start Items
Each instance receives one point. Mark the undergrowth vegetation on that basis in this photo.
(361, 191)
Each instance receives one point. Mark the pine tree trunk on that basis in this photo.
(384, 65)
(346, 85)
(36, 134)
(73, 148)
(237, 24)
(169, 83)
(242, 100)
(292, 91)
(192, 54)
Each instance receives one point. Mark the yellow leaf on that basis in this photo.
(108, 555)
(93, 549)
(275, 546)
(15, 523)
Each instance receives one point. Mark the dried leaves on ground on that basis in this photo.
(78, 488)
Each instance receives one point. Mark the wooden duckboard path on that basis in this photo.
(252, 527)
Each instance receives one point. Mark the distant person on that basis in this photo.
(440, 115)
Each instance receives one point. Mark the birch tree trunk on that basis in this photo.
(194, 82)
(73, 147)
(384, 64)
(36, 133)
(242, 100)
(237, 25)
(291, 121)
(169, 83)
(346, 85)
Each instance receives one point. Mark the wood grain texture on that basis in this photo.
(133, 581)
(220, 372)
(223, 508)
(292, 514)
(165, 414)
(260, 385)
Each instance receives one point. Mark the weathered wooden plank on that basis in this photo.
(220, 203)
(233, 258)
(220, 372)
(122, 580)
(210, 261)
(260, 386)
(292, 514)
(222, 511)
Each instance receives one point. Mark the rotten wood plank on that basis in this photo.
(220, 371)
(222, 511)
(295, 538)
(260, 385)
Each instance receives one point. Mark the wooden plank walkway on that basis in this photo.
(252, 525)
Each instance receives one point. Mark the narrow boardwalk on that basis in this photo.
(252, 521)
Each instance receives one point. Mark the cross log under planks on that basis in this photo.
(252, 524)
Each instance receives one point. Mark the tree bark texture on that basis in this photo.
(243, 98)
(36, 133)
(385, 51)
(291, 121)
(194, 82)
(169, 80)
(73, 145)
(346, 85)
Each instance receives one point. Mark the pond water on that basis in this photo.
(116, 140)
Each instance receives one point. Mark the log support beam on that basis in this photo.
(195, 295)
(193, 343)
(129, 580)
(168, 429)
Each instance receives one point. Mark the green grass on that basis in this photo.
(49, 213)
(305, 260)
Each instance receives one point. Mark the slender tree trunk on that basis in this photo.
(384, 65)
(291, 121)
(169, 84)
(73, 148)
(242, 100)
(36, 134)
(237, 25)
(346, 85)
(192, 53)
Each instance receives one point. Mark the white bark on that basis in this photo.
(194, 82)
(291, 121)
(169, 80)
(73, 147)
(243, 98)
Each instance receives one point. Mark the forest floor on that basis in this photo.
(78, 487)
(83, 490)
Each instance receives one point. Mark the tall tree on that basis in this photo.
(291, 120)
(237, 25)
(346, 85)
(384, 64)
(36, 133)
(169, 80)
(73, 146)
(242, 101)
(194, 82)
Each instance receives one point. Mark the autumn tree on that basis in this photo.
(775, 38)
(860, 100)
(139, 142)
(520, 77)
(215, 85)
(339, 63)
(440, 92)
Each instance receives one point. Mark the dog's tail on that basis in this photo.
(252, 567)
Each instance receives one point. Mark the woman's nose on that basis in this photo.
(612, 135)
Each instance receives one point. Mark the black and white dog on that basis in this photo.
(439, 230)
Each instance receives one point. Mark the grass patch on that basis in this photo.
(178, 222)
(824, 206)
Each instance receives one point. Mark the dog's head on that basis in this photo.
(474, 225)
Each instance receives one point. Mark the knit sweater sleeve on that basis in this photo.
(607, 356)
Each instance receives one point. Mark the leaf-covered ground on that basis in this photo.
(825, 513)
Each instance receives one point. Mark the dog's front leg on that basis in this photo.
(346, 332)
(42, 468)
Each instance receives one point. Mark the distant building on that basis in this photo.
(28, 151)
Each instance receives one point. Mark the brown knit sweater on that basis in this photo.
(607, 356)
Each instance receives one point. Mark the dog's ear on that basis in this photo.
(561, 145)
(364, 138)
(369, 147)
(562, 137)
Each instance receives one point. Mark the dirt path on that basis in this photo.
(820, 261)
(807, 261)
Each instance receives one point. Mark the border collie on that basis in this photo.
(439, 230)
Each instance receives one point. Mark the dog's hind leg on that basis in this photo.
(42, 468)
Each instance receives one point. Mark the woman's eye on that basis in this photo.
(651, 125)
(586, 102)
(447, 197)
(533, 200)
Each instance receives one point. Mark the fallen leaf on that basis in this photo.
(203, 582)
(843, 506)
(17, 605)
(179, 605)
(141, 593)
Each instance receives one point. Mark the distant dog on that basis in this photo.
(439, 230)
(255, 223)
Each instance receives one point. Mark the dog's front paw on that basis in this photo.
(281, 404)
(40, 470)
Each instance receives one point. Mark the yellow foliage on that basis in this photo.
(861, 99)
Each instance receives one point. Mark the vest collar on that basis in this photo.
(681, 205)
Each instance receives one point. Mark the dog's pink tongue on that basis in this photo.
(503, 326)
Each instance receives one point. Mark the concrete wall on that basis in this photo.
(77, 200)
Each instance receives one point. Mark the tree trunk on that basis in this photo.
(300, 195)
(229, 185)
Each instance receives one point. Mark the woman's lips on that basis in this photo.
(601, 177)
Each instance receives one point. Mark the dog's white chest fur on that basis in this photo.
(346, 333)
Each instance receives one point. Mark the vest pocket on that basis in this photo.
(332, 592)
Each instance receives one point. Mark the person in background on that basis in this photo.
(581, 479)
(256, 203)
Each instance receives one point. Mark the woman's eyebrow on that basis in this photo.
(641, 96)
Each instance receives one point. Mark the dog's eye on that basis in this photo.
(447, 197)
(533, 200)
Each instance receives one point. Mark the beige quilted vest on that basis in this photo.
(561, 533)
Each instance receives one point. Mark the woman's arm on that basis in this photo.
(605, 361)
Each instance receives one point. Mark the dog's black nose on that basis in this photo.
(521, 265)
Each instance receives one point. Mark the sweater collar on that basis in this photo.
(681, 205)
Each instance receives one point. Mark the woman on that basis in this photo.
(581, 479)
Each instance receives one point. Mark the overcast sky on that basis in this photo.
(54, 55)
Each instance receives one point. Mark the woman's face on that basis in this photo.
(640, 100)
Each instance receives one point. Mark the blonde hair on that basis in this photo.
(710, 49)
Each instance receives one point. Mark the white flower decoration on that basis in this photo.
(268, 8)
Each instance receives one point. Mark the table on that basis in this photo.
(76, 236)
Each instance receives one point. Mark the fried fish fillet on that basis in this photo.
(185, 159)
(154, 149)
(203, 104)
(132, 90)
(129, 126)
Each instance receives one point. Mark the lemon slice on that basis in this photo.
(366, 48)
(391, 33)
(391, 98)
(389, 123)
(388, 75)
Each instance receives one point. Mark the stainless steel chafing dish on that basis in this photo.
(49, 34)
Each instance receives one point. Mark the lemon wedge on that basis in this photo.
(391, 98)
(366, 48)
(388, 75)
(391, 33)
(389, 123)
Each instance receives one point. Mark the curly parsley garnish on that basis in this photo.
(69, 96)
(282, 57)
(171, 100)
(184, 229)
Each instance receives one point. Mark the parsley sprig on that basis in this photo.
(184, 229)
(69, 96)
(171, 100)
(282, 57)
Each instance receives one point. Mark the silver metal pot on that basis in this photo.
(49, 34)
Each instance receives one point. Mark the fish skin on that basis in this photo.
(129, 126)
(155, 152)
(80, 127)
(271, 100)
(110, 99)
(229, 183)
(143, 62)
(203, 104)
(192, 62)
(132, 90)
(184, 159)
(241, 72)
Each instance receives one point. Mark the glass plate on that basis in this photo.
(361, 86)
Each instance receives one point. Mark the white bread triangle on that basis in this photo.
end Items
Requirement – Rewrite all of the records above, substituting "occurrence" for every "instance" and leaving everything else unchanged.

Exercise result –
Each occurrence receives one point. Mark the undergrowth vegetation on that basis in this photo.
(361, 191)
Each occurrence receives one point. Mark the pine tree trunk on that basis in this photo.
(384, 65)
(346, 85)
(36, 134)
(73, 148)
(237, 24)
(169, 83)
(242, 100)
(292, 91)
(192, 54)
Each occurrence receives one point. Mark the yellow leaf on that basis in this photo.
(108, 555)
(93, 549)
(275, 546)
(15, 523)
Each occurrence receives one point. Mark the dried leaves on ground on that basis in this photo.
(78, 488)
Each occurrence receives one point. Mark the wooden duckboard path on that basis in this photo.
(252, 527)
Each occurrence receives one point. Mark the distant person on that basis in this photo.
(440, 115)
Each occurrence receives one point. Mark the birch tree trunk on that basis in this photo.
(194, 82)
(73, 147)
(384, 64)
(36, 133)
(242, 100)
(237, 25)
(291, 121)
(169, 83)
(346, 85)
Each occurrence receives one point. Mark the wood grain texture on that basis in this photo.
(133, 581)
(220, 372)
(223, 508)
(292, 514)
(165, 414)
(260, 385)
Each occurrence receives one point. Mark the weathered wooden plank on that basis in this photo.
(220, 203)
(233, 258)
(220, 372)
(122, 580)
(210, 261)
(260, 386)
(292, 514)
(222, 511)
Each occurrence receives one point. Mark the rotten wood plank on that basis in this photo.
(220, 371)
(222, 511)
(295, 538)
(260, 385)
Each occurrence receives one point. Mark the wooden plank walkway on that basis in this photo.
(252, 525)
Each occurrence receives one point. Mark the narrow boardwalk on that basis in this photo.
(252, 521)
Each occurrence receives one point. Mark the cross log under planks on that basis in this photo.
(252, 524)
Each occurrence receives one point. Mark the tree bark texture on that basis in this photo.
(243, 98)
(36, 133)
(385, 51)
(291, 121)
(194, 82)
(169, 80)
(73, 145)
(346, 85)
Each occurrence receives one point. Mark the pond water on that basis in this photo.
(116, 140)
Each occurrence receives one point. Mark the log support beam on that basis in this photo.
(195, 295)
(193, 343)
(129, 580)
(168, 429)
Each occurrence receives one point. Mark the green grass on that basis in this photo.
(49, 213)
(305, 260)
Each occurrence receives one point. Mark the slender tree trunk on that basis in this photo.
(384, 65)
(291, 121)
(169, 84)
(73, 148)
(242, 100)
(36, 134)
(237, 25)
(346, 85)
(192, 53)
Each occurrence receives one point. Mark the white bark on that basis in this photo.
(194, 82)
(291, 121)
(169, 80)
(73, 147)
(243, 98)
Each occurrence receives one point. Mark the forest floor on that basis in this photo.
(78, 487)
(83, 490)
Each occurrence receives one point. Mark the tall tree on that basis in this photo.
(291, 120)
(237, 25)
(346, 85)
(384, 64)
(36, 133)
(169, 80)
(73, 146)
(242, 101)
(194, 82)
Each occurrence receives one point. Mark the autumn tree on that basis in this photo.
(775, 38)
(860, 100)
(139, 142)
(520, 77)
(215, 85)
(339, 63)
(440, 92)
Each occurrence receives one point. Mark the dog's tail on that basis in this photo.
(252, 567)
Each occurrence receives one point. Mark the woman's nose on that basis in this photo.
(612, 135)
Each occurrence receives one point. Mark the black and white dog on that basis in this photo.
(439, 230)
Each occurrence receives one point. Mark the grass patch on that basis in this photo.
(178, 222)
(824, 206)
Each occurrence receives one point. Mark the dog's head on that basis in this photo.
(474, 225)
Each occurrence receives one point. Mark the knit sweater sleeve on that basis in this photo.
(607, 356)
Each occurrence receives one point. Mark the leaf-covered ground on that basis in this photo.
(825, 513)
Each occurrence receives one point. Mark the dog's front leg on that basis in this photo.
(346, 332)
(42, 468)
Each occurrence receives one point. Mark the distant building on that basis in this photo.
(28, 151)
Each occurrence receives one point. Mark the brown knit sweater on that basis in this photo.
(607, 356)
Each occurrence receives one point. Mark the dog's ear on that basis in this photo.
(561, 145)
(364, 138)
(369, 147)
(562, 137)
Each occurrence receives one point. Mark the dirt path on that basis in this photo.
(820, 261)
(807, 261)
Each occurrence receives one point. Mark the border collie on that basis in this photo.
(439, 230)
Each occurrence receives one point. Mark the dog's hind leg on that basis in this photo.
(42, 468)
Each occurrence receives one point. Mark the woman's eye on that basis in this photo.
(651, 125)
(586, 102)
(447, 197)
(533, 200)
Each occurrence receives one point. Mark the fallen leaf on that basis in this photo.
(203, 582)
(843, 506)
(17, 605)
(179, 605)
(141, 593)
Each occurrence receives one point. Mark the distant dog on that basis in this photo.
(439, 230)
(255, 223)
Each occurrence receives one point. Mark the dog's front paw on that basis in this photo.
(281, 404)
(40, 470)
Each occurrence receives one point. Mark the yellow foliage on that basis in this photo.
(861, 99)
Each occurrence receives one point. Mark the vest collar on that basis in this photo.
(681, 205)
Each occurrence receives one point. Mark the dog's pink tongue on that basis in this photo.
(503, 326)
Each occurrence receives one point. Mark the concrete wall on that basis in this photo.
(77, 200)
Each occurrence receives one point. Mark the tree trunk on that basis in this photo.
(300, 195)
(229, 185)
Each occurrence receives one point. Mark the woman's lips on that basis in this photo.
(601, 177)
Each occurrence receives one point. Mark the dog's white chest fur on that basis in this photo.
(346, 333)
Each occurrence receives one point. Mark the vest pocket on that basis in this photo.
(332, 592)
Each occurrence receives one point. Mark the person in background on that basis in this photo.
(581, 479)
(256, 203)
Each occurrence receives one point. Mark the woman's eyebrow on that basis in this photo.
(641, 96)
Each occurrence receives one point. Mark the dog's eye on that basis in this photo.
(447, 197)
(533, 200)
Each occurrence receives one point. Mark the beige quilted vest on that basis in this photo.
(561, 533)
Each occurrence receives one point. Mark the woman's arm on that basis in this photo.
(605, 361)
Each occurrence receives one point. Mark the dog's black nose on that basis in this photo.
(521, 265)
Each occurrence receives one point. Mark the sweater collar on that basis in this photo.
(681, 205)
Each occurrence receives one point. Mark the woman on that basis in this photo.
(581, 479)
Each occurrence receives one point. Mark the overcast sky on that basis in this photo.
(54, 55)
Each occurrence receives one point. Mark the woman's face on that basis in this photo.
(640, 100)
Each occurrence receives one point. Mark the blonde hair on that basis in this photo.
(710, 49)
Each occurrence receives one point. Mark the white flower decoration on that basis in this photo.
(268, 8)
Each occurrence receives one point. Mark the table on that basis in this photo.
(76, 236)
Each occurrence receives one point. Mark the fried fish fillet on that basis in this photo.
(185, 159)
(154, 149)
(203, 104)
(132, 90)
(129, 126)
Each occurrence receives one point. Mark the lemon slice on that basis in this photo.
(366, 48)
(391, 33)
(391, 98)
(389, 123)
(388, 75)
Each occurrence receives one point. Mark the stainless steel chafing dish on that basis in this photo.
(49, 34)
Each occurrence receives one point. Mark the lemon wedge on that basis in this photo.
(391, 98)
(366, 48)
(388, 75)
(391, 33)
(389, 123)
Each occurrence receives one point. Mark the curly parsley garnish on that basis in this photo.
(69, 96)
(282, 57)
(171, 100)
(184, 229)
Each occurrence receives one point. Mark the parsley sprig on that basis in this photo.
(184, 229)
(69, 96)
(171, 100)
(282, 57)
Each occurrence receives one point. Mark the silver metal pot on that basis in this photo.
(49, 34)
Each occurrence receives one point. Mark the fish skin on that basis in this photo.
(129, 126)
(155, 152)
(80, 127)
(271, 100)
(110, 99)
(229, 183)
(143, 62)
(203, 104)
(192, 62)
(132, 90)
(184, 159)
(241, 72)
Each occurrence receives one point. Mark the glass plate on that basis in this photo.
(361, 86)
Each occurrence receives one point. Mark the white bread triangle on that basis in this photo.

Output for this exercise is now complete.